Write out the material exactly. Do not include the pictures.

_Location identification items_
--- BEGIN ---

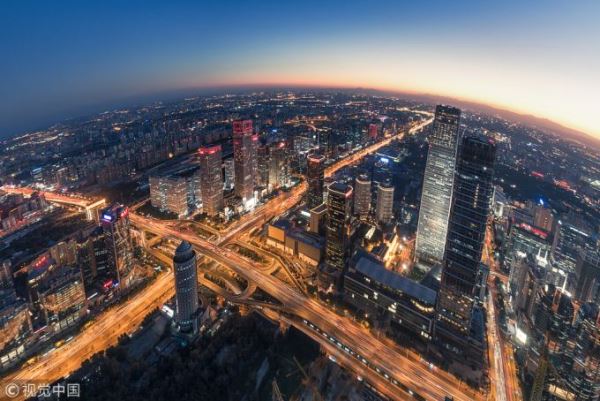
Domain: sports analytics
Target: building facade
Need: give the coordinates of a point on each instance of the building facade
(362, 196)
(119, 245)
(316, 179)
(438, 184)
(211, 180)
(186, 287)
(338, 218)
(385, 203)
(461, 271)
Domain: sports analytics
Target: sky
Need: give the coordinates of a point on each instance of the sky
(70, 58)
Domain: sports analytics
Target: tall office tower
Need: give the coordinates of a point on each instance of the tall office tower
(543, 218)
(86, 261)
(115, 224)
(278, 165)
(186, 286)
(438, 181)
(7, 286)
(244, 156)
(579, 364)
(573, 235)
(316, 178)
(262, 161)
(385, 202)
(254, 144)
(211, 179)
(229, 172)
(338, 219)
(362, 196)
(461, 272)
(373, 128)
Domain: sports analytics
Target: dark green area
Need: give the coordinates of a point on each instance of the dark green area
(219, 368)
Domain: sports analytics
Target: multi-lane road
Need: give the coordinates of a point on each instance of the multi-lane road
(418, 377)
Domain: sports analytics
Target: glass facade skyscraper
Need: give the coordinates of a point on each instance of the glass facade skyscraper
(211, 180)
(316, 178)
(245, 146)
(186, 286)
(461, 272)
(338, 216)
(436, 195)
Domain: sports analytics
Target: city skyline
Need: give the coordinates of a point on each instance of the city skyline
(284, 201)
(545, 65)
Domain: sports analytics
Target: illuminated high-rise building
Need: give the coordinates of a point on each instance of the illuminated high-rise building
(362, 196)
(211, 179)
(186, 286)
(373, 129)
(278, 165)
(385, 202)
(119, 246)
(338, 219)
(436, 195)
(462, 274)
(229, 173)
(316, 178)
(262, 162)
(244, 154)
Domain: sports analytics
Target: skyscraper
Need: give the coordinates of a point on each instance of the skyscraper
(362, 196)
(436, 195)
(229, 172)
(262, 173)
(186, 286)
(385, 202)
(278, 165)
(119, 246)
(211, 179)
(573, 235)
(244, 155)
(338, 217)
(316, 178)
(461, 272)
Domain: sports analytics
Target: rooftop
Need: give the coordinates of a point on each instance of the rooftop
(373, 269)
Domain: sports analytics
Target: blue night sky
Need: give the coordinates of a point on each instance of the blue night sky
(63, 59)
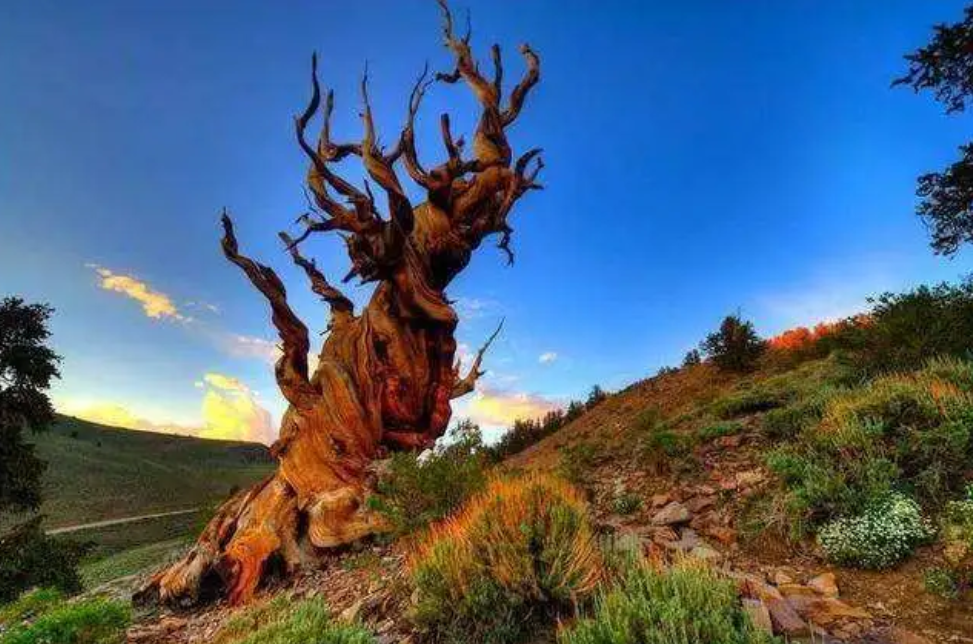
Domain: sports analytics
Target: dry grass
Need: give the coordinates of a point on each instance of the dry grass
(516, 555)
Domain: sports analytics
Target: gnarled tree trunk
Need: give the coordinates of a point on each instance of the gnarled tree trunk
(386, 375)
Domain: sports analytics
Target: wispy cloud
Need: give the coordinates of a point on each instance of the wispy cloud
(229, 411)
(831, 295)
(155, 304)
(495, 409)
(473, 308)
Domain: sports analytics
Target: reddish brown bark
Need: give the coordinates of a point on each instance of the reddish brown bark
(386, 375)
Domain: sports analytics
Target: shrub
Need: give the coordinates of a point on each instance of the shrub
(942, 582)
(283, 621)
(750, 401)
(519, 554)
(626, 503)
(687, 604)
(418, 491)
(957, 536)
(884, 534)
(904, 329)
(93, 621)
(30, 605)
(30, 558)
(735, 346)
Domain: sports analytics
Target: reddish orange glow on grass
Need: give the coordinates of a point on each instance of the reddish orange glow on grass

--- END ---

_EXERCISE OUTPUT_
Domain: sports analytics
Target: building facade
Need: give the coordinates of a point on each instance of the building facade
(362, 196)
(119, 245)
(316, 179)
(438, 184)
(211, 180)
(186, 287)
(338, 218)
(385, 203)
(461, 271)
Domain: sports analytics
Target: sky
Need: give the coordinates of a point on each instance of the sky
(70, 58)
Domain: sports analytics
Target: tall office tower
Need: give the coordinates of a point on each instance of the tall office tower
(543, 218)
(86, 261)
(115, 224)
(278, 165)
(186, 286)
(438, 181)
(7, 286)
(244, 156)
(579, 364)
(573, 235)
(316, 178)
(262, 161)
(385, 202)
(254, 144)
(211, 179)
(229, 172)
(338, 219)
(362, 196)
(461, 272)
(373, 128)
Domain: sports analytics
Target: dark green area
Need: give the coordinates of a point on each instance of the dark green area
(219, 368)
Domain: sports analytics
Target: multi-lane road
Need: give the coordinates of a point on each instance of the multi-lane road
(418, 377)
Domain: sports analytics
Target: glass facade skyscraper
Need: give the coordinates of a point on each instance of the glass facade skyscraper
(211, 180)
(316, 178)
(245, 146)
(186, 286)
(461, 272)
(338, 216)
(436, 195)
Domain: sports analytics
Target: city skyline
Need: give the coordinates of a point on each instance of the city skyline
(284, 201)
(545, 65)
Domain: sports analytics
Target: illuminated high-rise building
Need: give the coordinates of a point on each instance of the illuminated high-rise building
(362, 196)
(211, 179)
(186, 286)
(373, 129)
(278, 165)
(385, 202)
(119, 246)
(338, 219)
(436, 195)
(462, 274)
(229, 173)
(316, 178)
(262, 162)
(244, 154)
Domain: sports analytics
Target: skyscraper
Need: give the coordinates of a point on each instance of the skyscraper
(362, 196)
(436, 195)
(229, 172)
(262, 173)
(186, 286)
(385, 202)
(278, 165)
(119, 246)
(211, 179)
(573, 235)
(244, 155)
(338, 217)
(316, 178)
(461, 272)
Domain: sports analytics
Target: rooftop
Need: give the coordinates of a point on each instance of the rooftop
(373, 269)
Domain: sports analytics
Target: blue night sky
Need: give the coordinates of a point on each instance of the blue night sky
(63, 59)
Domain: sports analytics
Target: dry grass
Need: give the coordinates of a point on each instance of the dry grass
(516, 555)
Domain: sports analytics
Target: gnarled tree trunk
Need: give the coordinates of a point on each instance of the gnarled tree trunk
(386, 375)
Domain: sports analytics
Target: wispy cloud
Need: give the coordinates of a point on each instance of the wispy cloud
(229, 411)
(831, 295)
(155, 304)
(495, 409)
(473, 308)
Domain: sports analytics
Target: reddish brown bark
Need: give the coordinates of a point on each instance of the reddish brown bark
(386, 375)
Domain: sports analytics
Target: shrub
Need: give the coordinates of a point on each instance of the shrub
(942, 582)
(283, 621)
(750, 401)
(519, 554)
(626, 503)
(687, 604)
(418, 491)
(957, 536)
(884, 534)
(904, 329)
(93, 621)
(30, 605)
(30, 558)
(735, 346)
Domain: sports analytics
Target: reddish orange glow on grass
Need: give the coordinates of a point on each instance of the reddish orange glow on grass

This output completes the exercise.